DO THIS:
Transcribe all of the lines below word for word, omitting the pictures from your copy.

Coordinate annotation entries:
++++++++
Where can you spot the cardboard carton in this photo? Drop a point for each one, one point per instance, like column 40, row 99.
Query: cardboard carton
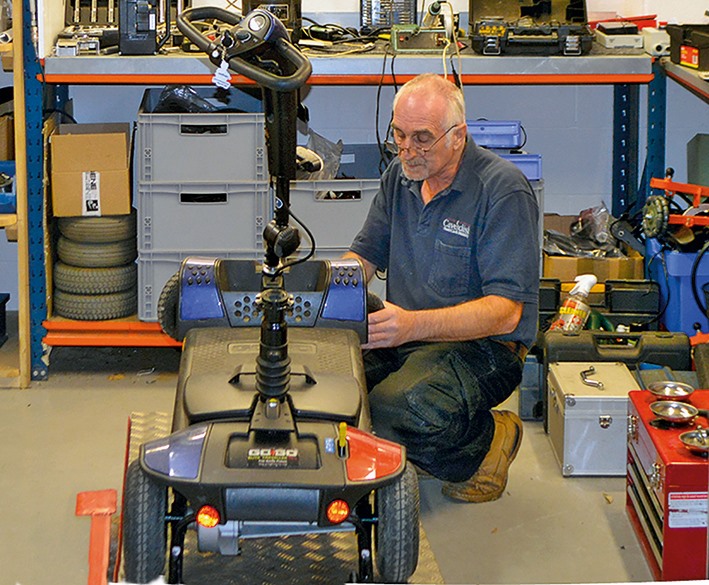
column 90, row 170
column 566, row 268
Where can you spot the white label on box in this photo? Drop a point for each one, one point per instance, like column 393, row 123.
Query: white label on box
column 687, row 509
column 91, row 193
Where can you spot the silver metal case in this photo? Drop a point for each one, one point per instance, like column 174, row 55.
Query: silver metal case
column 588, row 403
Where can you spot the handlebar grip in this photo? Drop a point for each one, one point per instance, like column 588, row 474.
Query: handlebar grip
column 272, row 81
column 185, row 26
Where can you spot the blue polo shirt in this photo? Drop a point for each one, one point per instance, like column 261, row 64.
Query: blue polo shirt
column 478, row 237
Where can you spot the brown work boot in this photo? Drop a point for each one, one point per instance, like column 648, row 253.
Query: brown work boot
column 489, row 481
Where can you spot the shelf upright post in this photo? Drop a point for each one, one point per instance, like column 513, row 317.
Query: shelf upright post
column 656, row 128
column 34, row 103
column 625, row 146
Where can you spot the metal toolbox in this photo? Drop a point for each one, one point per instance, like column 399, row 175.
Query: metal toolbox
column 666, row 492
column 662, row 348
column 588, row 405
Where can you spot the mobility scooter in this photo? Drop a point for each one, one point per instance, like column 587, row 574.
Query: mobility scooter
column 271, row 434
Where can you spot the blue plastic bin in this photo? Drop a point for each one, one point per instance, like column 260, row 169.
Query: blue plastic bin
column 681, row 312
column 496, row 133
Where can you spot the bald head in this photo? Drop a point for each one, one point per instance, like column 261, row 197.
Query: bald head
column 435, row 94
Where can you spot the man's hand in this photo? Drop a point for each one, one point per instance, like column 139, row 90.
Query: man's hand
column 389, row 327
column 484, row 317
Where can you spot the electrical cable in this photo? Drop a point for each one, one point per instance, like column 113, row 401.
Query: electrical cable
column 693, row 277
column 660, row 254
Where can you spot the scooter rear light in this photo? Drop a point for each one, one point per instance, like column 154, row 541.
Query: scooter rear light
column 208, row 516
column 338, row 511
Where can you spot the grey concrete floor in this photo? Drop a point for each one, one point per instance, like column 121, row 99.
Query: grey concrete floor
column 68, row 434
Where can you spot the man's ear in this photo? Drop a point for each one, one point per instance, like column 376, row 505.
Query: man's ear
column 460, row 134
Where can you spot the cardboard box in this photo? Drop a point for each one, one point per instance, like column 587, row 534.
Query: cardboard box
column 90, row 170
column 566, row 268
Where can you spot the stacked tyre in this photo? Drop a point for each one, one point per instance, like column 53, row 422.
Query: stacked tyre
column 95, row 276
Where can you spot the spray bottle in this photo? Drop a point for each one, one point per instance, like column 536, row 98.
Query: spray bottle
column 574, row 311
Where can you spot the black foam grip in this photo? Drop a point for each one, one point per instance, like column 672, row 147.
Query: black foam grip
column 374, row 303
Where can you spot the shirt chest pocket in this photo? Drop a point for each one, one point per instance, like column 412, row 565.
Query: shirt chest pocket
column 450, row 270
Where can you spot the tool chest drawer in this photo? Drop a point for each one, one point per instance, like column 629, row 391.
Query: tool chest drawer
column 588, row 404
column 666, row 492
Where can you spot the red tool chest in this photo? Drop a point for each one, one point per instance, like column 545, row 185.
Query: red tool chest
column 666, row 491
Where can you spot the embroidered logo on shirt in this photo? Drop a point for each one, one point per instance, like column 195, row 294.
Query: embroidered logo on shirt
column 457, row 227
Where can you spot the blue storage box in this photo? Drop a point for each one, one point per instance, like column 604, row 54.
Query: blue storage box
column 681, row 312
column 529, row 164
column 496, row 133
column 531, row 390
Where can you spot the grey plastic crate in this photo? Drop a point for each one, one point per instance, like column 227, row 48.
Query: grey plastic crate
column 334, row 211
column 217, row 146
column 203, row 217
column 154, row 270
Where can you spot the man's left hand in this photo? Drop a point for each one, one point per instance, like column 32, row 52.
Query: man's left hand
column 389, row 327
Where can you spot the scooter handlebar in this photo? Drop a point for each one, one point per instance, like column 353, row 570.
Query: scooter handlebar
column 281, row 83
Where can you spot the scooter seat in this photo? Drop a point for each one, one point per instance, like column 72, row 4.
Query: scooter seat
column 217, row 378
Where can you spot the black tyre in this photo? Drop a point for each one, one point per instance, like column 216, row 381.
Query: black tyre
++++++++
IN RESPONSE:
Where can you spot the cardboard carton in this photo? Drop a point for each one, one point per instance, like column 40, row 99.
Query: cardboard carton
column 90, row 170
column 566, row 268
Where can you spot the white label on box in this photo? Drop a point for each one, one point per instance, like column 393, row 123.
Query: white label on box
column 687, row 509
column 91, row 193
Where can you spot the silver metal case in this photo? Drop a point for each one, one point per instance, like column 174, row 55.
Query: silver metal case
column 588, row 403
Where can you spot the handlebar grip in this photo? Drop a point for each one, one point per instance, like column 588, row 474.
Query: handlebar grip
column 272, row 81
column 185, row 26
Where can you spot the blue polo shirt in this photo? Drop a point for each one, one point per instance, like column 261, row 64.
Query: blue polo shirt
column 478, row 237
Where can you spot the brown work boot in this photo? Drop a point for each one, one point per instance, like column 648, row 253.
Query: brown work boot
column 489, row 481
Where can you spot the shelf upright post in this photo? Drop a point for each one, one point per instance, like column 513, row 317.
Query: shelf upright post
column 656, row 128
column 34, row 103
column 625, row 146
Where can you spot the metal toolbox in this photo? Drop a point for each one, one point per instance, like column 399, row 175.
Query: metal toolbox
column 666, row 492
column 662, row 348
column 588, row 405
Where can you spot the mobility scooter in this photo? Drop a point for each one, one point per instance, like column 587, row 574.
Query: mobility scooter
column 271, row 434
Where can you spot the blue plastic bin in this photo? Drop a point for each one, one point per instance, like column 260, row 169.
Query: blue plastic bin
column 681, row 312
column 496, row 133
Where can you spot the bald head in this photo? Drop a point for each one, one point per instance, like column 261, row 197.
Query: bald head
column 435, row 94
Where can you spot the man's hand in this photo? Drop a point for each one, one point per instance, like column 139, row 90.
Query: man's hand
column 389, row 327
column 484, row 317
Where can you spot the electrical cable in this photo? Drop a point for each one, one point per instance, like column 113, row 401.
Query: electrical cable
column 693, row 277
column 660, row 254
Where can you spot the scooter rear light in this photo? Drop a point for each one, one point per instance, like column 154, row 541.
Query: scooter rear light
column 208, row 516
column 338, row 511
Where can you spot the grey concrete floor in this photo? Drop a point for each one, one point per instance, like column 121, row 99.
Query: grey concrete floor
column 68, row 434
Where can you spot the man's ear in this photo? Drop a point for each one, one point per instance, like column 376, row 505.
Query: man's ear
column 460, row 134
Where can you spot the cardboard box in this photo? Drop a point for each one, one point per instance, like column 587, row 534.
Query: cardboard box
column 90, row 170
column 566, row 268
Where can you spot the stacked tyre in this photo? Drop a point for each one, one point per instance, like column 53, row 422.
Query: stacked tyre
column 95, row 276
Where can you spot the spray bottle in this photo? Drop a point for each one, one point per instance, like column 536, row 98.
Query: spray bottle
column 574, row 311
Where can you spot the black foam grip in this photo? Drop a point for each one, one point per instance, like column 672, row 147.
Query: black foam grip
column 374, row 303
Where can you spot the shirt chest pocket in this photo? Drop a point for each one, one point per instance, like column 412, row 565.
Query: shirt chest pocket
column 450, row 270
Where can you spot the tool chest drawer in this photo? Drop a point for each one, one point per instance, like column 629, row 391.
Query: tool chest drawer
column 588, row 404
column 666, row 492
Where can you spot the red tool chest in this photo? Drop a point for each one, one point per instance, like column 545, row 185.
Query: red tool chest
column 666, row 491
Where can you spot the embroidered logo on shirt in this photo? Drop a point for each one, one point per instance, like column 195, row 294.
Query: embroidered logo on shirt
column 457, row 227
Where can you spot the blue storage box in this photo? Drop a point for each one, one point per instance, like column 604, row 54.
Query: blue storage box
column 681, row 312
column 529, row 164
column 496, row 133
column 531, row 390
Where can you spot the grey plastic crate in this photo? Drop a point for each one, one point per instance, like column 227, row 48.
Query: grey plastic crate
column 334, row 211
column 217, row 146
column 203, row 217
column 154, row 270
Where can you spot the man's left hand in this photo? Drop a point for each one, one point per instance, like column 32, row 52.
Query: man's left hand
column 389, row 327
Where can you spot the scooter handlebar in this photo? Drop a point for each one, one point per instance, like column 353, row 570.
Query: scooter handlebar
column 281, row 83
Where can you spot the scooter seat in this photo? Drop a point for each one, one point per instance, like column 72, row 4.
Query: scooter seat
column 217, row 378
Where can you spot the black tyre in this photo? Drop a point for each one, one point per instance, like column 216, row 381.
Query: black tyre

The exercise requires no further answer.